DOELEN
A) Op welke dag besloten de Staten van Holland volgens de tekst over het ontzet van Leiden om met schuiten naar de stad te trekken?
B) Geef uit de tekst over het ontzet van Leiden woordelijk het stuk weer dat begint bij "Het was aan" en eindigt bij "van een dukdalf.".
C) Schrijf de tekst over het ontzet van Leiden verder vanaf het punt waar die ophoudt.

TEKSTFRAGMENT
De Tachtigjarige Oorlog ging niet onopgemerkt aan de Hollandsche IJssel voorbij. Met name de boeren werden getroffen, toen de boel onder water ging om Leiden te ontzetten. De jonge Staten van Holland, onder leiding van stadhouder prins Willem van Oranje, namen woensdag 30 juli 1574 het besluit om met schuiten via Schieland en Rijnland naar de uitgehongerde stad te trekken dat door Spaanse troepen werd bezet. De dijk langs de Maas en Hollandsche IJssel tussen Rotterdam en Gouda moest daarvoor op 16 plekken deels worden afgegraven om het polderland rond Leiden onder water te kunnen zetten. Dit stuk zeedijk werd bewust gekozen, omdat vanaf daar nog zoetwater kon worden ingelaten, anders zou de schade aan de landbouwgrond niet te overzien zijn.
Het was aan dijkgraaf Adriaan van der Does van Schieland en zijn vijf heemraden om te beslissen waar de doorbraken moesten komen. Het werk werd gedaan door de geuzen onder leiding van Willem van Palensteijn en Daniël van Wijngaarden. Een van die locaties wordt in Capelle gemarkeerd met een herdenkingsmonument in de vorm van een dukdalf.

AANGELEVERDE ITEMS
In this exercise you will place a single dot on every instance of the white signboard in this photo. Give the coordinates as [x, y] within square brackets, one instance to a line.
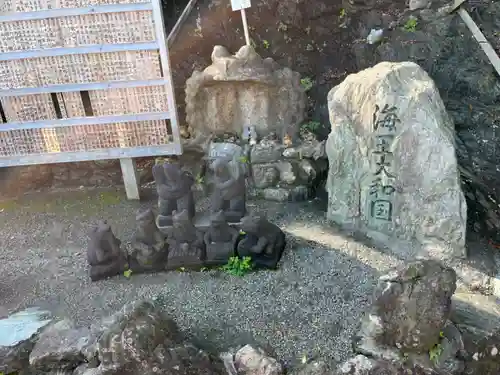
[240, 4]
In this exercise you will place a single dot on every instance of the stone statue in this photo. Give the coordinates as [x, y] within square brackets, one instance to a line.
[174, 191]
[263, 241]
[229, 192]
[104, 255]
[185, 244]
[220, 240]
[149, 252]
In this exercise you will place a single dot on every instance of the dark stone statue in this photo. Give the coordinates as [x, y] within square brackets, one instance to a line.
[261, 240]
[229, 192]
[174, 192]
[149, 245]
[104, 255]
[220, 240]
[185, 244]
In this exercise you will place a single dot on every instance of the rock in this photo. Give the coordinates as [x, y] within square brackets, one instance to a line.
[306, 171]
[293, 194]
[478, 319]
[265, 175]
[418, 4]
[140, 339]
[361, 365]
[18, 335]
[393, 171]
[230, 151]
[313, 368]
[243, 90]
[61, 346]
[411, 306]
[254, 361]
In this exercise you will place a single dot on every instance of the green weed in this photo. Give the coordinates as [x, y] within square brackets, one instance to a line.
[307, 83]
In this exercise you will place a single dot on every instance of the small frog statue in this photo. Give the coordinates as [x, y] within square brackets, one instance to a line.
[262, 241]
[104, 255]
[149, 244]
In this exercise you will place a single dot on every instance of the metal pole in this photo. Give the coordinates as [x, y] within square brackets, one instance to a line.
[245, 26]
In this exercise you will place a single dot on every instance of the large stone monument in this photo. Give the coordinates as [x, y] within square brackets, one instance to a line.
[244, 91]
[392, 166]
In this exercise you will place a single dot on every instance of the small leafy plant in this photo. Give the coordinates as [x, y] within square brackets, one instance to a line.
[127, 273]
[411, 24]
[307, 83]
[435, 353]
[238, 267]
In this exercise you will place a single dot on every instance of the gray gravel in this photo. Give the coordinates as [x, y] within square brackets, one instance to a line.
[310, 306]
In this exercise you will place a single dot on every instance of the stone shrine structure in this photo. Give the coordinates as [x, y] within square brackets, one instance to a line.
[393, 171]
[243, 91]
[180, 238]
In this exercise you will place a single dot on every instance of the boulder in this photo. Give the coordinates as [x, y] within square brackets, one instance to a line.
[244, 90]
[316, 367]
[411, 306]
[254, 361]
[62, 346]
[393, 170]
[141, 339]
[478, 319]
[18, 335]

ANTWOORDEN OP VOLGORDE
A) Op woensdag 30 juli 1574.

B)
Het was aan dijkgraaf Adriaan van der Does van Schieland en zijn vijf heemraden om te beslissen waar de doorbraken moesten komen. Het werk werd gedaan door de geuzen onder leiding van Willem van Palensteijn en Daniël van Wijngaarden. Een van die locaties wordt in Capelle gemarkeerd met een herdenkingsmonument in de vorm van een dukdalf.

C)
Willem van Oranje kwam op 3 augustus persoonlijk langs. Hij werd vergezeld door staatsadvocaat Paulus Buys en andere heren van de Staten van Holland.
Het was dat jaar een prachtige zomer en het graan in de polders stond er goed bij. De boeren in Schieland en Rijnland waren dus helemaal niet blij met de gekozen oplossing. De geuzen, die nog maar pas de touwtjes in handen hadden, hadden geen vertrouwen in de gedupeerde landpachters. Om te voorkomen dat ze de molenaars zouden omkopen of dwingen om de polders droog te malen, werden de molenzeilen door de waterschappen geconfisqueerd.
De waterstanden in de Hollandsche IJssel bleven echter te laag voor het inundatieplan. Het beetje water dat de polder inliep was te ondiep om te bevaren met de platbodems, terwijl de landerijen intussen wel veranderden in rottende baggerpoelen. Door de pestepidemie die heerste, werd de gezondheidssituatie er niet beter op.
Pas op 1 oktober sloeg het weer om. De wind draaide naar het zuidwesten en wakkerde aan tot een herfststorm. Met de vloed die volgde, stuwde het water op. Toen pas liep er voldoende door de gaten om de polders blank te zetten.
De Leidse Koepoort stortte in de nacht van 2 op 3 oktober in. De Spaanse belegeraars namen de benen, bang voor een uitval van de Leidenaren en dat ze klem kwamen te zitten door het opkomende water. Zo konden de geuzen ongehinderd en veilig de stad binnenvaren met hun platbodems vol haring en wittebrood voor de uitgehongerde bevolking. Dit wordt nog steeds jaarlijks in Leiden gevierd.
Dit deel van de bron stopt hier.